#### PROBLEM TO SOLVE:
Using the material below, copy every line where "phrase" appears.

#### SUPPLIED DATA:

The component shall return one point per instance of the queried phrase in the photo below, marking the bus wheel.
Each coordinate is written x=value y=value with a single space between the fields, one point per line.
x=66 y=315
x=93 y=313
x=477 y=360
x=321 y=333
...
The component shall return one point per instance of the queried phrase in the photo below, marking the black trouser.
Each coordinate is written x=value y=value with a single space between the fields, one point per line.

#### SOLVED PROBLEM:
The component shall return one point per instance of the queried phrase in the photo below, marking the bus wheel.
The component shall return one point per instance of the queried phrase in the photo below, marking the black trouser.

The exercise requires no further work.